Set down the first line below and each line after it, ending with the one that holds "One marker per instance, like [69,159].". Pictures do not belong in the copy.

Photo-based referring expression data:
☆ ☆ ☆ ☆ ☆ ☆ ☆
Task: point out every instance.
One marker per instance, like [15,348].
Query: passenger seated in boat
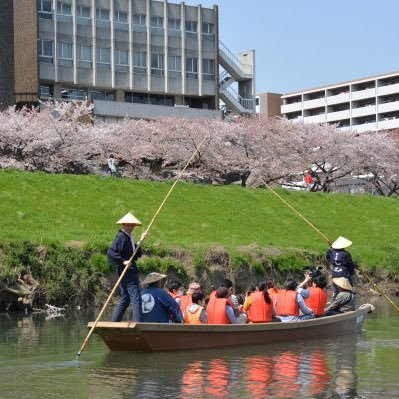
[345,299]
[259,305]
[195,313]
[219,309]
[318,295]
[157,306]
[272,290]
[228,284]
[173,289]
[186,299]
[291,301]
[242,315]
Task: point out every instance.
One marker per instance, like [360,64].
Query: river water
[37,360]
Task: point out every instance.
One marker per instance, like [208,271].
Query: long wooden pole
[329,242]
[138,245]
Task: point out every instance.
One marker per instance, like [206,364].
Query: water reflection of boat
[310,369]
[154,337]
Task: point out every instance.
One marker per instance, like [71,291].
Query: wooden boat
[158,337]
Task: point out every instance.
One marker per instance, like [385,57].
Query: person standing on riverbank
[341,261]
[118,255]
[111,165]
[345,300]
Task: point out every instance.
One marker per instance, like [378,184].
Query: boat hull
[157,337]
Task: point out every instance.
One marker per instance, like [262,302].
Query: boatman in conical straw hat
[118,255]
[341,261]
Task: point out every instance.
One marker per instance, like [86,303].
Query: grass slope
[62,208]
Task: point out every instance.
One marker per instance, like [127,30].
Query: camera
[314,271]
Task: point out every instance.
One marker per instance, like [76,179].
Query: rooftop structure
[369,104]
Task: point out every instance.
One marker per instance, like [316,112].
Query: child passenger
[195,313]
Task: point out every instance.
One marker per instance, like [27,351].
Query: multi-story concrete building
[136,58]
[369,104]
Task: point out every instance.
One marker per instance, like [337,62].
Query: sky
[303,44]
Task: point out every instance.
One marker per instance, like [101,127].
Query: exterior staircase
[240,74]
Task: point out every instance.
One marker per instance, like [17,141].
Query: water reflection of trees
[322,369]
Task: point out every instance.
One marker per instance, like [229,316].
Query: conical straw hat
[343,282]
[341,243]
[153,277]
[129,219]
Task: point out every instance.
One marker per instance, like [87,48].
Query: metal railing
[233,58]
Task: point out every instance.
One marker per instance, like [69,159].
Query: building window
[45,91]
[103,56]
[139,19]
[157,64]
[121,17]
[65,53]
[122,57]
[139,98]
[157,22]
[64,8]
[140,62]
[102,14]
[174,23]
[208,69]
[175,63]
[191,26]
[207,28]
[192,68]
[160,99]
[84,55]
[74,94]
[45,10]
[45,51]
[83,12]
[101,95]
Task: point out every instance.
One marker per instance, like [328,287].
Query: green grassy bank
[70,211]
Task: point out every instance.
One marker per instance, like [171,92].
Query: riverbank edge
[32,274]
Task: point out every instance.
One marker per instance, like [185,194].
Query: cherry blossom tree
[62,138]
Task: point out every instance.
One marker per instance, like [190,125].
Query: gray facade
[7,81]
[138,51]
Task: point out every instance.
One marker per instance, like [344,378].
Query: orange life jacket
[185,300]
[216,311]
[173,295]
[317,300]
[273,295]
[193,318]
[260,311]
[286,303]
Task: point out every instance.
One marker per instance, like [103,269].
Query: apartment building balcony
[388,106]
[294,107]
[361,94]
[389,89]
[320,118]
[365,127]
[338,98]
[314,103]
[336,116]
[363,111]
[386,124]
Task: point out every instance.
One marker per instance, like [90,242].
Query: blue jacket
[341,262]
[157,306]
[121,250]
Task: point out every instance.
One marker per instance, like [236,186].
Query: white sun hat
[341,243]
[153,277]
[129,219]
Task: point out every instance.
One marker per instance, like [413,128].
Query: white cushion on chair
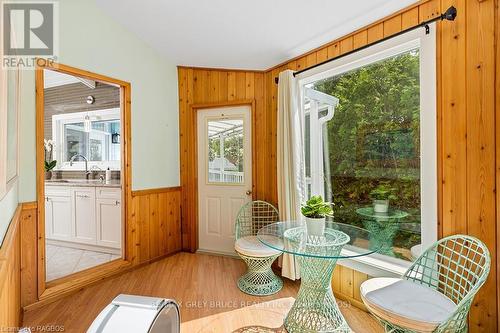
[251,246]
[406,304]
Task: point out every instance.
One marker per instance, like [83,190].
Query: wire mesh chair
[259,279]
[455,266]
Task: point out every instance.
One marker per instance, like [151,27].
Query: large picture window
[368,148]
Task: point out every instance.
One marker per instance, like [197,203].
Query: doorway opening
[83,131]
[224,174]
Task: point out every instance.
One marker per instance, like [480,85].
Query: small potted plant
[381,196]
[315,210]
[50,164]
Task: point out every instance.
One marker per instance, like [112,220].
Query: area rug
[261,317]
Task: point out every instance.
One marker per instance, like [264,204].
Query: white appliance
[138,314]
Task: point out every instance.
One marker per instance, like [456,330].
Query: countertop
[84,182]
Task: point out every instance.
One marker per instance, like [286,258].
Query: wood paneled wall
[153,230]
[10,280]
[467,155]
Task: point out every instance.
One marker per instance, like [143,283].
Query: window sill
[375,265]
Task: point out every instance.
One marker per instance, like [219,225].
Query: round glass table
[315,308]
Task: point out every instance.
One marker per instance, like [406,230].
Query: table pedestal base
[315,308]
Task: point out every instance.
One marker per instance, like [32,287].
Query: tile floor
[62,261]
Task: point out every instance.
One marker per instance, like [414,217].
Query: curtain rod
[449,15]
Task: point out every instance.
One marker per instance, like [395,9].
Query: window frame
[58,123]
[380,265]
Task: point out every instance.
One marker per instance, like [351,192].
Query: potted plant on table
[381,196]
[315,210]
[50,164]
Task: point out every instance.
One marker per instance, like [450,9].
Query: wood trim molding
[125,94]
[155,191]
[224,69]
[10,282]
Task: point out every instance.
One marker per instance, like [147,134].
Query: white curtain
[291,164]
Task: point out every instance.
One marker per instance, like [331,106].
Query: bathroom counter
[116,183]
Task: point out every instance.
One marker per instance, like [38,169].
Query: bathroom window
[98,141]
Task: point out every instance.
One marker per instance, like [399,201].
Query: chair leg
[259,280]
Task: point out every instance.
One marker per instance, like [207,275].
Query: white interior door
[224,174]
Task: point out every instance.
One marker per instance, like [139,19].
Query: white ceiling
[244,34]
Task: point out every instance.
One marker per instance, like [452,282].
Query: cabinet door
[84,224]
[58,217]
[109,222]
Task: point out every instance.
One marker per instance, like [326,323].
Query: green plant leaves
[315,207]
☆ ☆ ☆ ☆ ☆ ☆ ☆
REPLY TO THE TASK:
Task: point out every instance.
One marker per instance, like [15,348].
Query: passenger seated in boat
[345,299]
[259,305]
[195,313]
[219,309]
[318,295]
[157,306]
[272,290]
[228,284]
[173,289]
[186,299]
[291,301]
[242,315]
Task: point out every instance.
One marker per instance, like [360,64].
Query: river water
[37,360]
Task: point out every instance.
One marker per instance, like [208,271].
Query: long wooden pole
[329,242]
[138,245]
Task: point out every instance.
One marker per instance, like [206,364].
Query: water reflection of boat
[310,369]
[154,337]
Task: point out every instance.
One marker per instance, like [71,291].
Query: wooden boat
[158,337]
Task: point out every instance.
One marker per instance, like [385,57].
Query: person standing on riverbank
[341,261]
[118,255]
[111,165]
[345,300]
Task: point out every instance.
One marker per instance, like [378,184].
Query: boat hull
[157,337]
Task: point out every instance.
One marker per instance, like [262,302].
Query: boatman in conical straw hat
[118,255]
[341,261]
Task: point out every instance.
One marker per instance, like [86,303].
Query: grass slope
[62,208]
Task: point out every instance.
One marker per instance, like [127,30].
Query: camera
[314,271]
Task: point out every instance.
One marker per instance, like [76,179].
Query: rooftop structure
[369,104]
Task: point out every instance.
One marker per instance, like [316,112].
Query: child passenger
[195,313]
Task: point out every instance.
One marker per instance, like [27,351].
Query: multi-story concrete building
[136,58]
[369,104]
Task: point out every instance.
One marker per instance, like [337,62].
Query: sky
[303,44]
Task: point out every instance.
One marker per instance, like [101,127].
Query: exterior staircase
[240,74]
Task: point out every instance.
One marker per instance, like [17,141].
Query: water reflection of trees
[322,369]
Task: point out every instance.
One marker per instance, like [229,316].
Query: conical straw hat
[343,282]
[341,243]
[153,277]
[129,219]
Task: point out every instance.
One marker per instance, like [87,48].
Query: metal railing
[233,58]
Task: point out every instance.
One marker per instance, like [69,159].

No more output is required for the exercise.